▸ Collected data
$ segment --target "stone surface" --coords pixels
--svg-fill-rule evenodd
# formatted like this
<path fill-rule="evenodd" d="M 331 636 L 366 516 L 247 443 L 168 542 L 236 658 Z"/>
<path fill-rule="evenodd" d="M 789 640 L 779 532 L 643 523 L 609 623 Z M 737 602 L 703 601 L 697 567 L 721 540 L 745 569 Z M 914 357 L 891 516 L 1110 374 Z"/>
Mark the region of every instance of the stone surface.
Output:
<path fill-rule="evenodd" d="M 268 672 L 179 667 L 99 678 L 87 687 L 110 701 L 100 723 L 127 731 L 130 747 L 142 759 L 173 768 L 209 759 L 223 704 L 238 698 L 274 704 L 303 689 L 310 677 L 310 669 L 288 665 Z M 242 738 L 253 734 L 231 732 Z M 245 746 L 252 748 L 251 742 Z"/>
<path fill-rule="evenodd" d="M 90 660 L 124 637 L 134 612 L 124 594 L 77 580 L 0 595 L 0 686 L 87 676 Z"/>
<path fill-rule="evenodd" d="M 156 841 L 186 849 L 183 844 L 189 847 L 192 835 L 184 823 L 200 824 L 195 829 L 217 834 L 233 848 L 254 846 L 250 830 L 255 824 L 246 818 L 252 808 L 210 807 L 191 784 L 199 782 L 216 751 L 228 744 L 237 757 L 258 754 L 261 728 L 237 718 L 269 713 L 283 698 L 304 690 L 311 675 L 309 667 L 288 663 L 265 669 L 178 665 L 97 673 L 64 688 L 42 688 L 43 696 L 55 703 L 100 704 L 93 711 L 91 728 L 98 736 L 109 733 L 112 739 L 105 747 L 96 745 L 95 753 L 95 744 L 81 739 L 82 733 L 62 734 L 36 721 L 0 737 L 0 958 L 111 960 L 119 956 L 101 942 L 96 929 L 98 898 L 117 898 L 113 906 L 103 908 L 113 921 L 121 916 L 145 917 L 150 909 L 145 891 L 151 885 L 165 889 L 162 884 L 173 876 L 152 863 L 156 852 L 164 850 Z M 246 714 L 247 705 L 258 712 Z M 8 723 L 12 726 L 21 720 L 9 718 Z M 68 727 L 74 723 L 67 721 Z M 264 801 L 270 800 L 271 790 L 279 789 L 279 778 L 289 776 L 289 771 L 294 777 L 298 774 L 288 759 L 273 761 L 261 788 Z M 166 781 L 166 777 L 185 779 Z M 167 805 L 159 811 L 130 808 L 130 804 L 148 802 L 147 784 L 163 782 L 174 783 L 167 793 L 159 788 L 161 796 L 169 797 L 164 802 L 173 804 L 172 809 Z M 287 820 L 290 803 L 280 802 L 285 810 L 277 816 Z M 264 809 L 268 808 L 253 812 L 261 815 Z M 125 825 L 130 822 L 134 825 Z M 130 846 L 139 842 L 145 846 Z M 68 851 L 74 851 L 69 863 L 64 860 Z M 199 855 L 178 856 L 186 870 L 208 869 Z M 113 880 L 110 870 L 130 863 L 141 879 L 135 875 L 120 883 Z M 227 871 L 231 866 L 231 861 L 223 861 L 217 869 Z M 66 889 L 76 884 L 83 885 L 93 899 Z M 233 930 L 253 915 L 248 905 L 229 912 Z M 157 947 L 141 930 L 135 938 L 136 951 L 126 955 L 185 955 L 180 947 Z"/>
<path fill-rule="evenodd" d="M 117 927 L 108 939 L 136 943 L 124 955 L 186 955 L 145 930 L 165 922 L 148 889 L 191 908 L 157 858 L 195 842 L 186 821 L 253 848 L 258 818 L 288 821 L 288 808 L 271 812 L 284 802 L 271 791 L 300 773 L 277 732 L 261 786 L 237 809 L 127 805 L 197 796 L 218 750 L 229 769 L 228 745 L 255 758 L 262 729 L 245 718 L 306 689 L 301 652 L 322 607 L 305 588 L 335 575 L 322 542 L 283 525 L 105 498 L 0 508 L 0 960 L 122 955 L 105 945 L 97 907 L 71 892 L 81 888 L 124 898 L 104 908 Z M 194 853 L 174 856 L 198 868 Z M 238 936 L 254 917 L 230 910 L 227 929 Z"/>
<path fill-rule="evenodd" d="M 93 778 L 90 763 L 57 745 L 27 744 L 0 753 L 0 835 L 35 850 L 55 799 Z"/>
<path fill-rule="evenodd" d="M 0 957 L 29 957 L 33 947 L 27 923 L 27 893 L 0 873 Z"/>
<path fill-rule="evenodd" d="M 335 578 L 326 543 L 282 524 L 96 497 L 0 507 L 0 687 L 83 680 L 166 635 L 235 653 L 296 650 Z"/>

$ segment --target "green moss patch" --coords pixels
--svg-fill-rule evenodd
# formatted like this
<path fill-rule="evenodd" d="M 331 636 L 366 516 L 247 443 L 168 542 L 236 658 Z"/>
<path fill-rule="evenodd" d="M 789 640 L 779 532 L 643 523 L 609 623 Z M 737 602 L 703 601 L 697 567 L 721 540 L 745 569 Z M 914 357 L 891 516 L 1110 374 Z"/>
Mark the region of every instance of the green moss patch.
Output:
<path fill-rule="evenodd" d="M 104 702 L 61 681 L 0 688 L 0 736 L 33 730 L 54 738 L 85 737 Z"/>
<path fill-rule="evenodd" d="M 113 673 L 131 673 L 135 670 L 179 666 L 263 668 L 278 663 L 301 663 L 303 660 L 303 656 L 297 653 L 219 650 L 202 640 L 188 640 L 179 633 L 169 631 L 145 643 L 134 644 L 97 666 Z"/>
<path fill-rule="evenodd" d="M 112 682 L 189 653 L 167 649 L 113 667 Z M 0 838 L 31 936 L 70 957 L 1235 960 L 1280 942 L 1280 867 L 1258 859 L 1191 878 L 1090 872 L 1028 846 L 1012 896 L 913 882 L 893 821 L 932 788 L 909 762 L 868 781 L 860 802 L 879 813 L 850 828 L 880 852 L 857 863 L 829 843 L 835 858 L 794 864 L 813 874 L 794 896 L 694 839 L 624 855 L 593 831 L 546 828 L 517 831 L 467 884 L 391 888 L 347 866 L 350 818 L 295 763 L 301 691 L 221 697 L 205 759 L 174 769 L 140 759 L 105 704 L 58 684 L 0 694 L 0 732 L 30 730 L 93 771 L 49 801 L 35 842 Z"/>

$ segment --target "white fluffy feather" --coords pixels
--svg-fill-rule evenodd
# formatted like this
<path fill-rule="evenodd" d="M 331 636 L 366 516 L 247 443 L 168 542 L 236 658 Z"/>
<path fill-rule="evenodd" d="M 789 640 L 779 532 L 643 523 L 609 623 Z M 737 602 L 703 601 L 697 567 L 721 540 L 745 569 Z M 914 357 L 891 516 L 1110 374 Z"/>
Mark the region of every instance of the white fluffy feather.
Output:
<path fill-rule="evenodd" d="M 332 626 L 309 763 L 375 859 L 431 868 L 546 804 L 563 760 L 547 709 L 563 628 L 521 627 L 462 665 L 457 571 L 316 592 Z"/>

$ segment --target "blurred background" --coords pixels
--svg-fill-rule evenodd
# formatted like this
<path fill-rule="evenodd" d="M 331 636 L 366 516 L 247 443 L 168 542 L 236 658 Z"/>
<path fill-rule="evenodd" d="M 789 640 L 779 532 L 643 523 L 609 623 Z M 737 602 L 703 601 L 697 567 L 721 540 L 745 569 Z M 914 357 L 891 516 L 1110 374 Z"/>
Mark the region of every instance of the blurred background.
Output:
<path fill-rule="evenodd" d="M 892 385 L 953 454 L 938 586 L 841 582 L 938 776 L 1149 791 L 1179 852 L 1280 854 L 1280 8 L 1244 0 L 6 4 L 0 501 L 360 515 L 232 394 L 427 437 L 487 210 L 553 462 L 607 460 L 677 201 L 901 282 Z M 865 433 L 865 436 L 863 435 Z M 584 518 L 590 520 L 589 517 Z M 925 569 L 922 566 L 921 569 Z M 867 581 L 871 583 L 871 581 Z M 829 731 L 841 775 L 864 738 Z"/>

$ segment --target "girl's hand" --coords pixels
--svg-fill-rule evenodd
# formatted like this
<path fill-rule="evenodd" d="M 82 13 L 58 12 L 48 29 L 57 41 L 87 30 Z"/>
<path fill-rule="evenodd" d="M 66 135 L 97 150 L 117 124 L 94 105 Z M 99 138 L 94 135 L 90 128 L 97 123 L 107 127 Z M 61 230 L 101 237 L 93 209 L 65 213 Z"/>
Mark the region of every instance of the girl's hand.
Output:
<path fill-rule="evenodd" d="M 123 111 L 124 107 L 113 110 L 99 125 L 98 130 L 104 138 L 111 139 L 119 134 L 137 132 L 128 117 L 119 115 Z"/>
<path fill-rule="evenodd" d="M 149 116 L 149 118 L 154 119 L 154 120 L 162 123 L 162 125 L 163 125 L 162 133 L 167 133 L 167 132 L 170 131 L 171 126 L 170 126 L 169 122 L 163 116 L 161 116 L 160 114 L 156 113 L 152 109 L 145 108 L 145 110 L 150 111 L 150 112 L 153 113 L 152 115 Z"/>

▸ WHAT YOU WILL DO
Among the lines above, which ones include the word "instance"? Copy them.

▸ SOLUTION TO THIS TASK
Mark the region of every instance of the stone surface.
Mark the region of every instance of the green moss patch.
Mark the region of every instance of the white fluffy feather.
Mark the region of every instance of the blurred background.
Mark the region of every instance of the girl's hand.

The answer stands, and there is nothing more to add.